TASK GOAL -
Which lines in the listing below contain "stool"? Copy each of them.

DATA PROVIDED -
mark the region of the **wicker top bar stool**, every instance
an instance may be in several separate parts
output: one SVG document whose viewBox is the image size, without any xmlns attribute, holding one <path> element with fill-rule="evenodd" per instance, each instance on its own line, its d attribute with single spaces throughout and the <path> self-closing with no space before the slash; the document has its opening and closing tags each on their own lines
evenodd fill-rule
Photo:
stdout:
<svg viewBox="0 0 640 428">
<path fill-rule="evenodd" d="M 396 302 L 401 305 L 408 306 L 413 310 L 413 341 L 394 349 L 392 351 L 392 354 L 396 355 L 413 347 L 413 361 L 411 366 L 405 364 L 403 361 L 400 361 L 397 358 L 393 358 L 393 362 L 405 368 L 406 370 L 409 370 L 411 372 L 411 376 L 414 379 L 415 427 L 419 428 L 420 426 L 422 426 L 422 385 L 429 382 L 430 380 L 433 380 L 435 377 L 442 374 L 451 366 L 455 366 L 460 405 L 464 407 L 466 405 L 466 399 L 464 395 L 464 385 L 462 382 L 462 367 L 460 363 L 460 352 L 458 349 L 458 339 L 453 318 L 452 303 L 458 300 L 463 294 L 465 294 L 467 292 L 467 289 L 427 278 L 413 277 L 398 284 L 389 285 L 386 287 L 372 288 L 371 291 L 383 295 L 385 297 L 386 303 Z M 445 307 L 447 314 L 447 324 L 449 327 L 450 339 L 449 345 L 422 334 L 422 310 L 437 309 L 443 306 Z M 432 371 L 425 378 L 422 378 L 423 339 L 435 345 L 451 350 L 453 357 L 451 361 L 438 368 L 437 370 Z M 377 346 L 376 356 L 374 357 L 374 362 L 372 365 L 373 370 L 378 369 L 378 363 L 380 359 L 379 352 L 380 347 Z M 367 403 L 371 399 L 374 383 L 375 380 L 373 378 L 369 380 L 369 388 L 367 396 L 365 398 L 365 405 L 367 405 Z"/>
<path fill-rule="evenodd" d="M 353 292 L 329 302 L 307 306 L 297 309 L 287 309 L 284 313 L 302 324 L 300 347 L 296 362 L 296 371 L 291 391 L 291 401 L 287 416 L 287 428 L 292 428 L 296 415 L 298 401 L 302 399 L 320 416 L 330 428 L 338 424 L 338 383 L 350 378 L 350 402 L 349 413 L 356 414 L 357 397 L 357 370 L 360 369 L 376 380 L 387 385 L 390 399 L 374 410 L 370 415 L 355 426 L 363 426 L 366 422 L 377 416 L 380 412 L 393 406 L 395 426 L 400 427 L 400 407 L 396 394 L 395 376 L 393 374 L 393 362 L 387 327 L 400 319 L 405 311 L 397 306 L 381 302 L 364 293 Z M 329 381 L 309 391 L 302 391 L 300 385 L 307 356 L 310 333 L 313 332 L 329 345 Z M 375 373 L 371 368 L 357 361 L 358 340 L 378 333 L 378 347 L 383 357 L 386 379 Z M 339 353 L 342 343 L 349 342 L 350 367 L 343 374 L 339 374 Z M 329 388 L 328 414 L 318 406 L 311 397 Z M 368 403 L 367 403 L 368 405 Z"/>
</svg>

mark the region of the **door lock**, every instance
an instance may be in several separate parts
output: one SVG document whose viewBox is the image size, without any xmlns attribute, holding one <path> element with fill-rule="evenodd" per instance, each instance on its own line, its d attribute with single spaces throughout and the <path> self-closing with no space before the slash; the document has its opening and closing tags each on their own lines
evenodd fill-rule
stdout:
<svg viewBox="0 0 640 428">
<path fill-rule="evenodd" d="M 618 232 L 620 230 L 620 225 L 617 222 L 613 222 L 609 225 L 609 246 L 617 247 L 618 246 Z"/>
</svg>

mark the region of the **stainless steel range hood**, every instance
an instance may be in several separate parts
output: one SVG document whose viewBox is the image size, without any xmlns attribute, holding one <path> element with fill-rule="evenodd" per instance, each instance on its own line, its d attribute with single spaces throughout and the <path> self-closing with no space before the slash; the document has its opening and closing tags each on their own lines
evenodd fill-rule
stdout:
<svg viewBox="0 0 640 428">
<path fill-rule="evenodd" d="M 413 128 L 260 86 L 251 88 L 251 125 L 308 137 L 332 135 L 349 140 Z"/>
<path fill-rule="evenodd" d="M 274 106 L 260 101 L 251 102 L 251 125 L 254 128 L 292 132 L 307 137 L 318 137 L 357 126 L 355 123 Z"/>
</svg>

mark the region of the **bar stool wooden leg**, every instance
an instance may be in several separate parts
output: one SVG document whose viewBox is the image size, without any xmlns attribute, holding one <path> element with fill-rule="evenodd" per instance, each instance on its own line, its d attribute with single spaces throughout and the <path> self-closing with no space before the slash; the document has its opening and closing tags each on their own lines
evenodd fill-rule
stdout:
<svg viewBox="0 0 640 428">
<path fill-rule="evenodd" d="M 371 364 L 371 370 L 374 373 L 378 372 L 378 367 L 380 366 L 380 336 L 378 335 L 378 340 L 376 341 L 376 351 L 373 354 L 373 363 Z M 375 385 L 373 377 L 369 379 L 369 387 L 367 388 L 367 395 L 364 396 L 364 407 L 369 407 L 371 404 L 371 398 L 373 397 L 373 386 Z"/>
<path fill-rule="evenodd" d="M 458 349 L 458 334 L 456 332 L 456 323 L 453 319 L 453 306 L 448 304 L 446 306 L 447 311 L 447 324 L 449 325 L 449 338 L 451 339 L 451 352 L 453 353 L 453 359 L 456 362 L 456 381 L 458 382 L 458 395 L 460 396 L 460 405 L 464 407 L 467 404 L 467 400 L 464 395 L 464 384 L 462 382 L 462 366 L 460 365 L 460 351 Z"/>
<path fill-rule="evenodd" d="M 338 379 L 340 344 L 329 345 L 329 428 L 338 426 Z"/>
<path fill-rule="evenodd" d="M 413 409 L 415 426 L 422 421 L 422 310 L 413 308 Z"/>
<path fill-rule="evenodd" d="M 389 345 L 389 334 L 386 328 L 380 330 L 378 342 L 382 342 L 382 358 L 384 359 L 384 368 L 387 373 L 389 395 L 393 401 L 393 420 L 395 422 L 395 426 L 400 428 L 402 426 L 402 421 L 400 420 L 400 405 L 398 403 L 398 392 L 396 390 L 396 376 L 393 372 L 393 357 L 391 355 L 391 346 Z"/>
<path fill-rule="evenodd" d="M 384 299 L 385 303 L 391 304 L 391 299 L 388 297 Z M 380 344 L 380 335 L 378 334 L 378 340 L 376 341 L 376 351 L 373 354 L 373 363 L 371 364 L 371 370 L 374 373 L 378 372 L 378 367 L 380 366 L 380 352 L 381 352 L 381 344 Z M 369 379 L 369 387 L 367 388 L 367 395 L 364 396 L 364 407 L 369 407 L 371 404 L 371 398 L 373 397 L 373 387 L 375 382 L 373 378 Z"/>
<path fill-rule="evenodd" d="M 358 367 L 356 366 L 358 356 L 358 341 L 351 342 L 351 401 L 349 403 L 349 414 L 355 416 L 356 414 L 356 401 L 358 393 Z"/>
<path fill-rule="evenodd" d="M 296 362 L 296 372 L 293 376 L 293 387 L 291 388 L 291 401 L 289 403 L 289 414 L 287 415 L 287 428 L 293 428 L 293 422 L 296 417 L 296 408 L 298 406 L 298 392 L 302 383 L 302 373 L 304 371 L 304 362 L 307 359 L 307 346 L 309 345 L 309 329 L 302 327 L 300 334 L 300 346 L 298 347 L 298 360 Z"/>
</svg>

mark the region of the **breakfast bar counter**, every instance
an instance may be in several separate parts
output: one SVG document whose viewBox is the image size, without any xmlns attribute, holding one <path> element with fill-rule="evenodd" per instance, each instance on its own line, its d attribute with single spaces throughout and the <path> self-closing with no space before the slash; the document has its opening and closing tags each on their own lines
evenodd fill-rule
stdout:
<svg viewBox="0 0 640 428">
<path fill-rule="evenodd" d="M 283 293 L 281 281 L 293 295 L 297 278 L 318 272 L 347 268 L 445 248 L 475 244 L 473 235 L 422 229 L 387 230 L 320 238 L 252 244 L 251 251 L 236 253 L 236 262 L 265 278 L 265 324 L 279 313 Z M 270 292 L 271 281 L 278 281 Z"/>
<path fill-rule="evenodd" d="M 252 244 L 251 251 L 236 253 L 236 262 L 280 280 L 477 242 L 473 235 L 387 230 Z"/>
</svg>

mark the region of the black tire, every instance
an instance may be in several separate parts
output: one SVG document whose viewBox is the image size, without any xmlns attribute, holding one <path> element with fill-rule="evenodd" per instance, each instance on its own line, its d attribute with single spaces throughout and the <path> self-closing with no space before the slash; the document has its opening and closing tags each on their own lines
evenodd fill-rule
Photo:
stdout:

RESULT -
mark the region of the **wicker top bar stool**, every instance
mark the region of the **bar stool wooden leg**, every instance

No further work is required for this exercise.